───── Supplied material
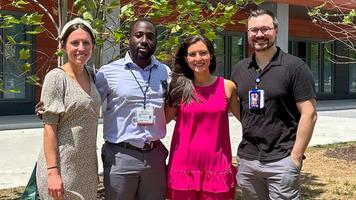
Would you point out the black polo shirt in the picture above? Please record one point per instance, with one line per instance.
(269, 134)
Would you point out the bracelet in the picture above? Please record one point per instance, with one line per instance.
(52, 167)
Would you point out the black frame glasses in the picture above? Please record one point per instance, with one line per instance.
(263, 29)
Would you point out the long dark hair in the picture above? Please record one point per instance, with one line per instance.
(74, 27)
(181, 88)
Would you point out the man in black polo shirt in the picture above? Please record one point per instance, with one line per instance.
(278, 125)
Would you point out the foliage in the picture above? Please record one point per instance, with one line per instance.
(339, 21)
(174, 19)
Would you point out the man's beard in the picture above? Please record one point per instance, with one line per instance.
(270, 44)
(141, 55)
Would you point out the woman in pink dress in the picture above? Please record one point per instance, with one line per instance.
(200, 163)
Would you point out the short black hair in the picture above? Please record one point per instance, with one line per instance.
(74, 27)
(143, 20)
(259, 11)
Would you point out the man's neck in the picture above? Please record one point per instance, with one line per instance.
(263, 58)
(142, 63)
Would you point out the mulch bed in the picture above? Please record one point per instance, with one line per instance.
(346, 153)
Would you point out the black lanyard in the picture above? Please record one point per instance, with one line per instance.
(258, 78)
(148, 85)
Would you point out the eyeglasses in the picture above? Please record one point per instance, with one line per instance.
(255, 30)
(193, 54)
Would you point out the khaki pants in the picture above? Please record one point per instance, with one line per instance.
(134, 175)
(269, 180)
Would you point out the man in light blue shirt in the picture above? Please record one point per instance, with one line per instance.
(134, 122)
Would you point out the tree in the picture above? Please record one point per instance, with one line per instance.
(339, 21)
(110, 18)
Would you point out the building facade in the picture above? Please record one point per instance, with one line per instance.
(297, 35)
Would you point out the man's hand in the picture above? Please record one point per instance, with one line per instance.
(39, 109)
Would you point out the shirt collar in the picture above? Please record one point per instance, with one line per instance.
(129, 63)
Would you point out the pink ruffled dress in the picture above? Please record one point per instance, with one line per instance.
(200, 156)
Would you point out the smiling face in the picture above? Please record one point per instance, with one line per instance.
(198, 57)
(258, 40)
(142, 41)
(79, 47)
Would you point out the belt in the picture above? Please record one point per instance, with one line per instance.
(147, 147)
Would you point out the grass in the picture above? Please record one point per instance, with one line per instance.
(329, 173)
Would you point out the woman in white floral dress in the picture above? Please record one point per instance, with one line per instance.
(67, 164)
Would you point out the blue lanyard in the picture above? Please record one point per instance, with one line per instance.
(144, 92)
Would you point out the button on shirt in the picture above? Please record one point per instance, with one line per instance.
(118, 86)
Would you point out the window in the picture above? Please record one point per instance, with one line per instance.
(220, 55)
(328, 68)
(315, 63)
(352, 73)
(229, 50)
(318, 56)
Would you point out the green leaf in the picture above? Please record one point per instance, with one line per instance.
(33, 80)
(78, 3)
(118, 35)
(32, 19)
(87, 16)
(24, 54)
(258, 2)
(37, 30)
(26, 67)
(91, 4)
(10, 20)
(127, 10)
(19, 4)
(14, 91)
(11, 40)
(24, 42)
(175, 28)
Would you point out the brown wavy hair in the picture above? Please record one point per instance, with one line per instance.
(182, 88)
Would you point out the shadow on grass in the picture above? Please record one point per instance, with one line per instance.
(311, 187)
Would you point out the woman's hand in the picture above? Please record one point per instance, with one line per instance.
(55, 185)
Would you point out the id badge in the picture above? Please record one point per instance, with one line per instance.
(256, 99)
(145, 116)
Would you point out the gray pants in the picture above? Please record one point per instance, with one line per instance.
(134, 175)
(269, 180)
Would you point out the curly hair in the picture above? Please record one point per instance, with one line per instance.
(182, 88)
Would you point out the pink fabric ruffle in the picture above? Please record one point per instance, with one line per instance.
(202, 180)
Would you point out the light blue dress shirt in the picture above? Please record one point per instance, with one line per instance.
(118, 86)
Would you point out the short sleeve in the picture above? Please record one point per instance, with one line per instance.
(52, 95)
(303, 84)
(101, 83)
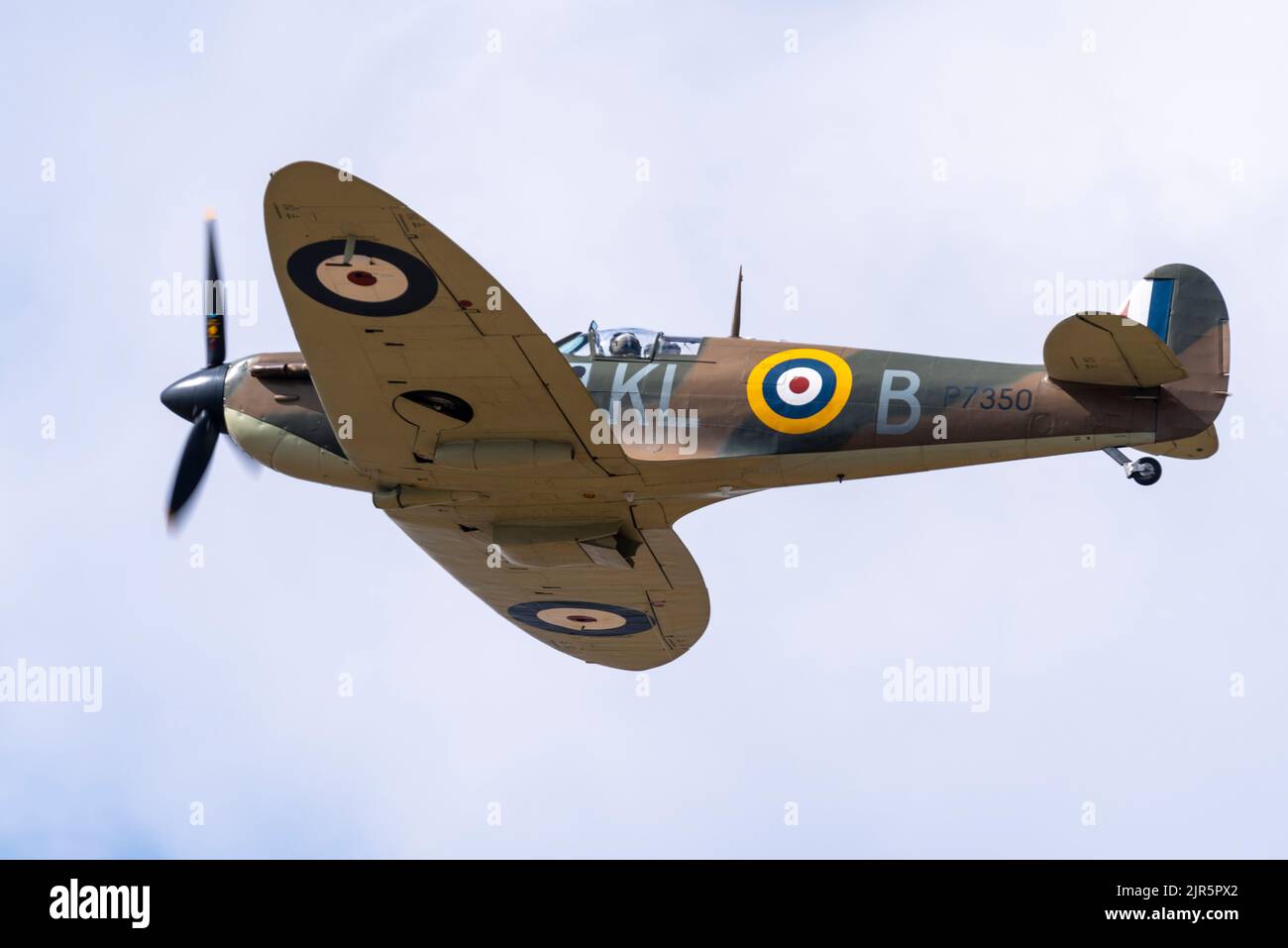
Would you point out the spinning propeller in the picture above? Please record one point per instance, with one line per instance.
(200, 397)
──────────
■ What you are asked to do ■
Starting at the line that contains "Would you point out the shadow" and ending at the last of the lines, render each line as one string in a JSON list. Skip blank lines and leave out the pictures.

■ Final answer ■
[
  "Would you point out the shadow on grass in the picture above? Please record one point per instance, with one line per instance.",
  "(311, 187)",
  "Would you point out the woman's hand in the picture above? Please record one point per instance, with one line per instance.",
  "(55, 185)",
  "Would you point out the id badge in the picture above? Please record one point per instance, with one line per instance.",
  "(256, 99)",
  "(145, 116)",
  "Would you point out the gray pants in the picture above? Please record one point per instance, with one line per instance.",
  "(134, 175)",
  "(269, 180)",
  "Would you point out the curly hair in the picture above? Please record one point per instance, with one line per instance.",
  "(182, 88)",
  "Would you point out the pink fabric ruffle in the picture above? Please record one point per instance, with one line per instance.",
  "(202, 180)",
  "Would you point out the light blue dress shirt in the picture above? Please record one point per instance, with one line per instance.",
  "(118, 86)",
  "Would you point out the short sleeve in the picture above? Please record one point per instance, with one line per instance.",
  "(52, 95)",
  "(303, 84)",
  "(101, 83)",
  "Would you point out the spinning propeller in the picture above? Please record one point per instance, with one line per instance.",
  "(200, 397)"
]